◆ DIRECTIVE
Copy the lines below as they are; omit the images they contain.

◆ MATERIAL SHOWN
-- Start --

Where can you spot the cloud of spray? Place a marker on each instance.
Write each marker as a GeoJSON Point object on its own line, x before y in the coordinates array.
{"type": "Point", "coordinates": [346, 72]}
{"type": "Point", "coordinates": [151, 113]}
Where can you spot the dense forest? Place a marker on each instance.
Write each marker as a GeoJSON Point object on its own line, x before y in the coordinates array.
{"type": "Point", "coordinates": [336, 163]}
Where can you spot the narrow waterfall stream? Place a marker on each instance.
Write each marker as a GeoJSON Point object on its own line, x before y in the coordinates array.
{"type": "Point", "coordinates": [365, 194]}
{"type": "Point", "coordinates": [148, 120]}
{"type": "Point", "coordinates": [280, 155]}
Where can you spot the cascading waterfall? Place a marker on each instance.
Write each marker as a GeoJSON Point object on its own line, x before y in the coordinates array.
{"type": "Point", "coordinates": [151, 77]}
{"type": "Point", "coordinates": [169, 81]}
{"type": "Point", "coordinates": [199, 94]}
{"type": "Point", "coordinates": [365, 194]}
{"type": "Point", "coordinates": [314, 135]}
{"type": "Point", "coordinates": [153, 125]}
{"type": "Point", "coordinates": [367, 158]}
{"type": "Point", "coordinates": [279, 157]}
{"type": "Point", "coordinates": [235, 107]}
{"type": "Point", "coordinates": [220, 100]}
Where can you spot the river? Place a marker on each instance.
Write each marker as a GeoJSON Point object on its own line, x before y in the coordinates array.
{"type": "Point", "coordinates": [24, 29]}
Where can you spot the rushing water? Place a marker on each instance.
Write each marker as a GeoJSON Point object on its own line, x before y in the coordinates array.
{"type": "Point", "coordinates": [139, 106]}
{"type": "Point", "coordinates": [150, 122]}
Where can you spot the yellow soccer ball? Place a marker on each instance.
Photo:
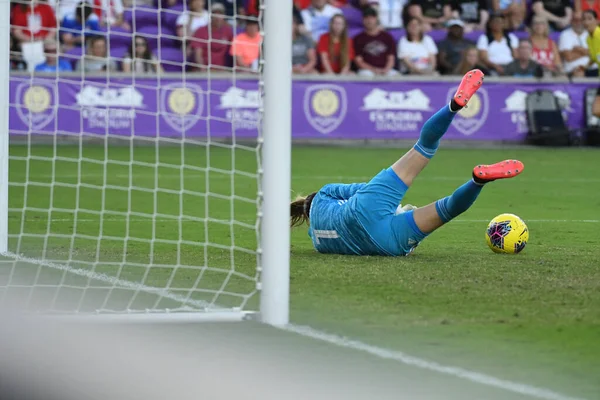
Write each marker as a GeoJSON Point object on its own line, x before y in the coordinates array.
{"type": "Point", "coordinates": [507, 233]}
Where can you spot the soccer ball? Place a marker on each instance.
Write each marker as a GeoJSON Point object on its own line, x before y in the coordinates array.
{"type": "Point", "coordinates": [507, 233]}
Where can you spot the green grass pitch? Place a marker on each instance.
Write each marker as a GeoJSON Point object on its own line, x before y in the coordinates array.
{"type": "Point", "coordinates": [532, 318]}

-- End --

◆ TASK RESULT
Where can you spot the cloud of spray? Place a marker on each instance.
Write each marker as a GeoJSON Point object on its own line, x before y in the coordinates array.
{"type": "Point", "coordinates": [346, 72]}
{"type": "Point", "coordinates": [151, 113]}
Where can you spot the dense forest? Place a marker on each instance.
Write each marker as a GeoJSON Point object on its own line, x before y in the coordinates array.
{"type": "Point", "coordinates": [336, 163]}
Where can you spot the narrow waterfall stream? Place a marker on each instance.
Write each marker as a GeoJSON Point object on its own line, x before y in the coordinates array.
{"type": "Point", "coordinates": [365, 194]}
{"type": "Point", "coordinates": [148, 120]}
{"type": "Point", "coordinates": [280, 155]}
Where can you spot the cascading waterfall? Place a marker on each instance.
Write each marker as a GeoJSON Point object on its own line, x before y in the coordinates array.
{"type": "Point", "coordinates": [151, 77]}
{"type": "Point", "coordinates": [169, 81]}
{"type": "Point", "coordinates": [199, 94]}
{"type": "Point", "coordinates": [365, 194]}
{"type": "Point", "coordinates": [314, 135]}
{"type": "Point", "coordinates": [153, 125]}
{"type": "Point", "coordinates": [367, 158]}
{"type": "Point", "coordinates": [279, 157]}
{"type": "Point", "coordinates": [235, 107]}
{"type": "Point", "coordinates": [220, 100]}
Where can you spot the river? Place a marker on each instance.
Write each marker as a GeoJSON Point object on its own line, x before y in the coordinates array.
{"type": "Point", "coordinates": [24, 29]}
Where can you spot the rushing water? Place a marker on each instance.
Write each marker as a GeoJSON Point object on its own line, x before y in the coordinates array.
{"type": "Point", "coordinates": [139, 106]}
{"type": "Point", "coordinates": [150, 122]}
Where can you spot the yellow soccer ball? Place a marker on each instance.
Photo:
Write each marker as a GeoJSON Point object on its own line, x before y in the coordinates array.
{"type": "Point", "coordinates": [507, 233]}
Where can you spot the soccer ball? Place a marker on each instance.
Write each marker as a GeoJSON Point object on its own line, x before y in the coordinates array.
{"type": "Point", "coordinates": [507, 233]}
Where can you spot the green grass pitch? Place a marker on each instance.
Write each marker as a GeoJSON Point object on its own line, x before y in the coordinates array.
{"type": "Point", "coordinates": [532, 318]}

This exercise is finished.